*** PASSAGE TO READ ***

Zee Media Bureau
New Delhi: The use of papaya leaves has grown phenomenally in the national capital in the past few weeks as the mosquito-borne disease sees a spurt, claiming at least 17 lives in the city, although unofficially the number stands at over 20.
And the total number of people suffering from dengue fever has climbed to 3,791 so far. Out of the total number of cases reported till 19 September, at least 2,960 of them were recorded this month only.
With no specific drug to prevent the dreaded vector-borne disease, people are continuously turning to natural home remedies. One such common remedy is papaya leaves.
The leaves, which are said to increase dipping platelet counts, are a much sought after product these days in Delhi nurseries and that papaya leaves have been disappearing from various localities.
“There are many people who come to buy the papaya plant,” Vikram Saini, director of the Masjid Nursery at Pandara Road in south Delhi, was quoted as saying to IANS.
“We are getting a lot of queries. We have ample stocks,” Saini added.
YC Singh of Greenways Nursery at Lado Sarai also said that at least 20-25 people come in a week to buy papaya plants.
“We sell a papaya seedling for Rs. 20, and the plant for Rs. 25,” he said.
Doctors said there are no scientific studies to prove that papaya plant leaves can cure dengue or increase the blood platelet count.
According to SP Byotra of Sir Ganga Ram Hospital, 95 percent of dengue patients recover on their own as it is a self-limiting disease. “It is only in five percent cases when patients suffer from hemorrhagic dengue fever or dengue shock syndrome that they have to be treated for a dipping platelet count,” he added.
Patients, however, say they have found immense benefit from papaya leaves.
The leaves of papaya are first boiled and then crushed to extract the juice, which is subsequently drunk.
Preeti Chabra, senior consultant (Ayurveda) at Sir Ganga Rama Hospital, said she had come across many people who are taking the juice of papaya leaves. While this looks like a new phenomenon, she said that it's not mentioned in the classical Ayurvedic text.
Meanwhile, recently a pill made of papaya leaf extract has been found to be effective in treating dengue patients.
Developed by a Bengaluru-based lab, Micro Labs, the pill 'Caripill' is the first drug to be backed by adequate scientific data to increase the platelet count in dengue cases.

*** End of PASSAGE TO READ ***

- ASSIGNMENT -
Write out the passage of the article on papaya leaves and dengue, starting at the words "Patients, however, say" and stopping after "treating dengue patients.".

*** DATA ***

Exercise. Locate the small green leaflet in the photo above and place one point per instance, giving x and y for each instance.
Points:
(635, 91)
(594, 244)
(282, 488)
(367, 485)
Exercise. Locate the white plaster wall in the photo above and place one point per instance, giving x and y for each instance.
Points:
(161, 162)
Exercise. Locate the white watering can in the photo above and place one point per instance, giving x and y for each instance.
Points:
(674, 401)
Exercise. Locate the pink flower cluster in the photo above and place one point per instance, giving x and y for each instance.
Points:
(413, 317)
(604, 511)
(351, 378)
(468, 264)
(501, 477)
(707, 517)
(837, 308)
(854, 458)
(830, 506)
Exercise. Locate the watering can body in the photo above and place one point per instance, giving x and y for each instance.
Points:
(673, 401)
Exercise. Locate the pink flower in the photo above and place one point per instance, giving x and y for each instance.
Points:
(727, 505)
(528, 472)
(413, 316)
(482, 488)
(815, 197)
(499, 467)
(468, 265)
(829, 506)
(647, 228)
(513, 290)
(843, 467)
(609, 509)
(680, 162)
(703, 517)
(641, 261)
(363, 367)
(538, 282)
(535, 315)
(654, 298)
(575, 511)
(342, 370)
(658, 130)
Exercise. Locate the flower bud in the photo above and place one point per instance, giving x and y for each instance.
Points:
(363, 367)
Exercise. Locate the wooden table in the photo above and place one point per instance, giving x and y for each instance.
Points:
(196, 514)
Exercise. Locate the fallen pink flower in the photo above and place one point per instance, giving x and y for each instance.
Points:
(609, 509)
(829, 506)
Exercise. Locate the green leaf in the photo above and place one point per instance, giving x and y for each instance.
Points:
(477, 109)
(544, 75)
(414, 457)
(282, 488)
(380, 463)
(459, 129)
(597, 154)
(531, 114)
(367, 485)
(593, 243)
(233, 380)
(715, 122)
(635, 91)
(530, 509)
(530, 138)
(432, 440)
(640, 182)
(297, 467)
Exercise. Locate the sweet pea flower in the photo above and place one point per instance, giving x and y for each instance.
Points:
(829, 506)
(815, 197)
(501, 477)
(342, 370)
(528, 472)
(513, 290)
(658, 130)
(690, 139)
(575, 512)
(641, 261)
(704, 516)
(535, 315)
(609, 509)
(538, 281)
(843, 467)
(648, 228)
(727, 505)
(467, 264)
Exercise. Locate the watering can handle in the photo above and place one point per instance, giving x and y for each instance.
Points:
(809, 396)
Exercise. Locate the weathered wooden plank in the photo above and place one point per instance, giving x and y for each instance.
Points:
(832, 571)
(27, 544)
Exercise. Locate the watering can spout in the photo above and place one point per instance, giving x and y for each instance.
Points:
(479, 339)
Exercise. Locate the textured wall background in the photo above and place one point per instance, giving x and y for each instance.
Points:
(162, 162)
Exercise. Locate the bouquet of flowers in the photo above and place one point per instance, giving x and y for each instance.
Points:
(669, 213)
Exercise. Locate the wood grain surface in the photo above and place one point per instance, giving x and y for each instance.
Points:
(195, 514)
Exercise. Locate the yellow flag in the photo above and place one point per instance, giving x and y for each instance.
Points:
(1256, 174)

*** End of DATA ***

- REPLY -
Patients, however, say they have found immense benefit from papaya leaves.
The leaves of papaya are first boiled and then crushed to extract the juice, which is subsequently drunk.
Preeti Chabra, senior consultant (Ayurveda) at Sir Ganga Rama Hospital, said she had come across many people who are taking the juice of papaya leaves. While this looks like a new phenomenon, she said that it's not mentioned in the classical Ayurvedic text.
Meanwhile, recently a pill made of papaya leaf extract has been found to be effective in treating dengue patients.